SOURCE TEXT:
■ ■ ■ ■ ■ ■ ■

# Help with bushing & pattern size



## fdcox (Dec 3, 2007)

I want to make the following, but I am not sure how to make the right size pattern for this and what size bushing and bit to use.
I saw this (marble game) on the web; it is going to have Plexiglas on both sides with rails to flip over to let the marbles drop


----------



## rstermer (Apr 22, 2008)

fdcox- I am certainly no expert, but, if you are in the US, Harbor Freight has a set (cost $19.99) which contains a 21/32" I.D. and 3/4" O.D. bushing which would seem to do the trick as your 5/8" cut is 20/32" and the shank on the bit is usually 1/4 or 1/2" so will also fit. Just check to make sure you don't have any interference when you chuck everything up. 
rstermer


----------



## rstermer (Apr 22, 2008)

■ ■ ■ ■ ■ ■ ■

TASK DATA:

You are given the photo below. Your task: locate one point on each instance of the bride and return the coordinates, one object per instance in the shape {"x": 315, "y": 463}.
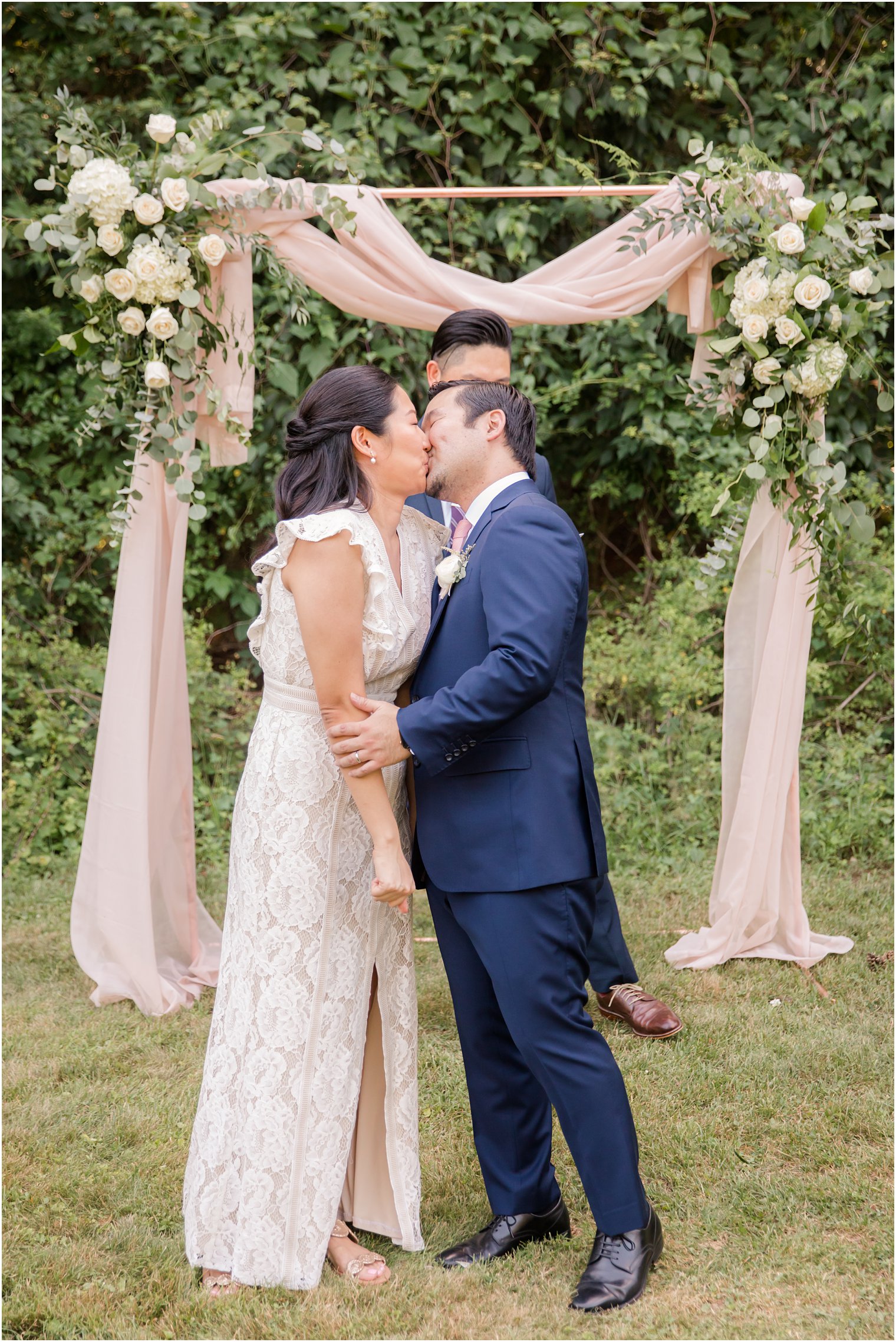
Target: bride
{"x": 308, "y": 1115}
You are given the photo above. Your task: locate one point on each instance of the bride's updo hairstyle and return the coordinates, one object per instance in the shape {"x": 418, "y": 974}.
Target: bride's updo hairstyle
{"x": 321, "y": 470}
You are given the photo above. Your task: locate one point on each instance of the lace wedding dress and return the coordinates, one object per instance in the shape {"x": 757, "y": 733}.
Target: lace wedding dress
{"x": 309, "y": 1100}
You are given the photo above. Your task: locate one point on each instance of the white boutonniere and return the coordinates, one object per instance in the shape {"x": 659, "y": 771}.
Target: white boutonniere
{"x": 451, "y": 569}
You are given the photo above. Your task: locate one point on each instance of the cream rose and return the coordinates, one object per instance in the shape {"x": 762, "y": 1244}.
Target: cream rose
{"x": 765, "y": 370}
{"x": 789, "y": 239}
{"x": 147, "y": 262}
{"x": 812, "y": 292}
{"x": 756, "y": 290}
{"x": 156, "y": 375}
{"x": 132, "y": 321}
{"x": 174, "y": 194}
{"x": 121, "y": 285}
{"x": 801, "y": 209}
{"x": 860, "y": 281}
{"x": 788, "y": 332}
{"x": 212, "y": 249}
{"x": 450, "y": 571}
{"x": 91, "y": 289}
{"x": 162, "y": 128}
{"x": 754, "y": 327}
{"x": 110, "y": 239}
{"x": 162, "y": 324}
{"x": 148, "y": 210}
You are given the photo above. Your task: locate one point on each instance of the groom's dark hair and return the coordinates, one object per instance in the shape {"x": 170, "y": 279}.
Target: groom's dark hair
{"x": 519, "y": 414}
{"x": 471, "y": 327}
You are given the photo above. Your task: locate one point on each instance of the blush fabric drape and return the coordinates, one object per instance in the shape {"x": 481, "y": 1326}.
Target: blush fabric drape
{"x": 139, "y": 929}
{"x": 756, "y": 905}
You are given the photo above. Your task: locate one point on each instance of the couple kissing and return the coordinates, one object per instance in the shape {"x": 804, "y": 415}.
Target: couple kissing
{"x": 423, "y": 725}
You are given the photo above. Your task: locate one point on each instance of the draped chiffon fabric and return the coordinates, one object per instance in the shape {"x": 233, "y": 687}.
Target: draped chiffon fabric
{"x": 137, "y": 926}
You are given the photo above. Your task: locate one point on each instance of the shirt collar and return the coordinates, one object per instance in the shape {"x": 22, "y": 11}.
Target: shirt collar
{"x": 490, "y": 494}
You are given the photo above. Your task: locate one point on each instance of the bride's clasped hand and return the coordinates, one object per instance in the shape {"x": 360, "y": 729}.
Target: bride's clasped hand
{"x": 390, "y": 715}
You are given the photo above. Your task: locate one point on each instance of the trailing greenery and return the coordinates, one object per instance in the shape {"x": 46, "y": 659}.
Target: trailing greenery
{"x": 460, "y": 93}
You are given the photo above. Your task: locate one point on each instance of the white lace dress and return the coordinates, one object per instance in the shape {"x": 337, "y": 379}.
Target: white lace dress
{"x": 297, "y": 1051}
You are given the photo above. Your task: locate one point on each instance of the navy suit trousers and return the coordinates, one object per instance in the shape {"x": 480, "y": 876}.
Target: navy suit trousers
{"x": 517, "y": 965}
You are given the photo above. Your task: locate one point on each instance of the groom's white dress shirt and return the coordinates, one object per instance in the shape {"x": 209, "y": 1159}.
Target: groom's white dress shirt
{"x": 483, "y": 500}
{"x": 489, "y": 494}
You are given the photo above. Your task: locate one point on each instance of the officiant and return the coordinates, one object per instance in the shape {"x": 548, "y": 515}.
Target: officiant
{"x": 475, "y": 345}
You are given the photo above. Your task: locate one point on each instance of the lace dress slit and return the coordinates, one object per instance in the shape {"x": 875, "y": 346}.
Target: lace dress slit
{"x": 304, "y": 1070}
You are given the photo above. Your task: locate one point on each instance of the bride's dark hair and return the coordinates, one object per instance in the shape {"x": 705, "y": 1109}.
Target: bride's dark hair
{"x": 321, "y": 470}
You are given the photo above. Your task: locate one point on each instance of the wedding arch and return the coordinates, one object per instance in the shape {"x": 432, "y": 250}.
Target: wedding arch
{"x": 139, "y": 928}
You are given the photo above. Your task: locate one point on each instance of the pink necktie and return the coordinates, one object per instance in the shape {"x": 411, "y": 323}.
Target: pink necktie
{"x": 462, "y": 532}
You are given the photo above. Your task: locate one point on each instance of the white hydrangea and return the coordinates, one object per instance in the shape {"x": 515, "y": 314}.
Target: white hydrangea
{"x": 821, "y": 371}
{"x": 160, "y": 278}
{"x": 104, "y": 188}
{"x": 746, "y": 286}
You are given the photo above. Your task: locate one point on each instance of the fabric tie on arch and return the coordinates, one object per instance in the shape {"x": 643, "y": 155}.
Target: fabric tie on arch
{"x": 139, "y": 929}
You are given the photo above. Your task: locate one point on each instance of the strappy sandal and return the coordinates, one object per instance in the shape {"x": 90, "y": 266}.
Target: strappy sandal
{"x": 219, "y": 1283}
{"x": 356, "y": 1266}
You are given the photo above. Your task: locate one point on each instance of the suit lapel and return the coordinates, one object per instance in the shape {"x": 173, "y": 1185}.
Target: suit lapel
{"x": 495, "y": 506}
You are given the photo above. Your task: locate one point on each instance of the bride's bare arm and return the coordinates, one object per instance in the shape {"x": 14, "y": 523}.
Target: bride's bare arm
{"x": 327, "y": 582}
{"x": 403, "y": 700}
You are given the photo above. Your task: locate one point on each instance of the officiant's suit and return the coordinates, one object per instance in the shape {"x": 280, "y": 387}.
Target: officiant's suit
{"x": 608, "y": 956}
{"x": 509, "y": 829}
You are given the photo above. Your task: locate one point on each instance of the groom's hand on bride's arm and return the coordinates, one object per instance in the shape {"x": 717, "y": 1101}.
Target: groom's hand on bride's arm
{"x": 361, "y": 748}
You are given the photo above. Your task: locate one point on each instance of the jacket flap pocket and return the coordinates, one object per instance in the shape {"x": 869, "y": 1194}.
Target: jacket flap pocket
{"x": 493, "y": 756}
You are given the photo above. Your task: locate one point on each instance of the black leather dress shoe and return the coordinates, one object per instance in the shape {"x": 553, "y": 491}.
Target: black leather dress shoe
{"x": 619, "y": 1267}
{"x": 506, "y": 1234}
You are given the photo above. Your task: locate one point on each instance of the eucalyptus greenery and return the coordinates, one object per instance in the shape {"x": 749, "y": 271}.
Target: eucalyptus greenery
{"x": 793, "y": 294}
{"x": 148, "y": 371}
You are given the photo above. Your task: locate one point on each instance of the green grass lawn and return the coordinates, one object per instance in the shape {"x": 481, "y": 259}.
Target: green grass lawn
{"x": 765, "y": 1142}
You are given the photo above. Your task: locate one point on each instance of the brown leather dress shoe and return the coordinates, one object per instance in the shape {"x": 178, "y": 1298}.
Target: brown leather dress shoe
{"x": 644, "y": 1014}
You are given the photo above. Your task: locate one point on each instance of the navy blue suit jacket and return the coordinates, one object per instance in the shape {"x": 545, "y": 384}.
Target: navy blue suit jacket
{"x": 543, "y": 481}
{"x": 503, "y": 771}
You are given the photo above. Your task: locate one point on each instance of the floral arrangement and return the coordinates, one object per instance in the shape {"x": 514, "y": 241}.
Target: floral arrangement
{"x": 793, "y": 294}
{"x": 136, "y": 240}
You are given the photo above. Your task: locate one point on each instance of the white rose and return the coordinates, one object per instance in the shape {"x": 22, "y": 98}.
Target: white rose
{"x": 174, "y": 194}
{"x": 121, "y": 285}
{"x": 449, "y": 571}
{"x": 788, "y": 332}
{"x": 162, "y": 324}
{"x": 860, "y": 281}
{"x": 156, "y": 375}
{"x": 812, "y": 292}
{"x": 147, "y": 262}
{"x": 756, "y": 290}
{"x": 91, "y": 289}
{"x": 765, "y": 370}
{"x": 132, "y": 321}
{"x": 801, "y": 209}
{"x": 754, "y": 327}
{"x": 789, "y": 239}
{"x": 148, "y": 210}
{"x": 212, "y": 249}
{"x": 110, "y": 239}
{"x": 162, "y": 128}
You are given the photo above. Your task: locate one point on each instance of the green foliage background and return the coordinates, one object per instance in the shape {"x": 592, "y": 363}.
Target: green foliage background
{"x": 467, "y": 94}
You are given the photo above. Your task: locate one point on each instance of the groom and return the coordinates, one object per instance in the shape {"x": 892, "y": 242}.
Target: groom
{"x": 475, "y": 345}
{"x": 509, "y": 829}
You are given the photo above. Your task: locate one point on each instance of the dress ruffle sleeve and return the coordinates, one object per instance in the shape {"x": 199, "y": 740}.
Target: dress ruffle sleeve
{"x": 378, "y": 609}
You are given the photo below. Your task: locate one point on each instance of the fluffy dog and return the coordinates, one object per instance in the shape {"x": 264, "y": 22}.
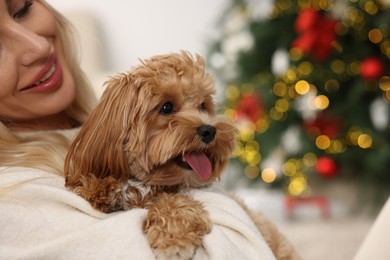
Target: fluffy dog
{"x": 154, "y": 132}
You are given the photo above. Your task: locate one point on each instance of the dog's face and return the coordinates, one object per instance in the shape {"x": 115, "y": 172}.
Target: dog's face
{"x": 157, "y": 124}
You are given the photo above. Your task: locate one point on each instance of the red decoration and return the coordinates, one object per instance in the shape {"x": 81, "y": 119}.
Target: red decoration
{"x": 371, "y": 68}
{"x": 316, "y": 34}
{"x": 250, "y": 106}
{"x": 326, "y": 167}
{"x": 323, "y": 124}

■ ■ ■ ■ ■ ■ ■

WHAT THIS EXERCISE ASKS:
[1] How many lines of the records contain the string "background", matching case exactly? Reply with the number alone.
[2] Continue the forum thread about choosing a bushing and pattern size from where it stops.

THE REPLIES:
[1] 2

[2]
fdcox- Another thought, as to laying out the pattern, you could draw it on SketchUp, with a 3/4" wide groove, print it out, glue the printout to a piece of hardboard and cut it out on the scroll saw (best way) or using a jig saw (definitely second best, not near as much control). Once you did that, the 3/4" template guide would fit right into the groove and you could route it out (although since I try to minimize dust, I would probably cut out most of the waste first using the scroll saw). Whether you attach the template guide directly to the workpiece or use a frame (see Template Tom's excellent tutorial) would depend on how many you were going to make. In any event a backer board would be required as you are routing all the way through your workpiece, unless of course you like the idea of a nice zig-zag groove inlaid into the top of your workbench! Please post some plans and a picture when you get it done. I'd like to see how it comes out!
rstermer


----------



## bobj3 (Jan 17, 2006)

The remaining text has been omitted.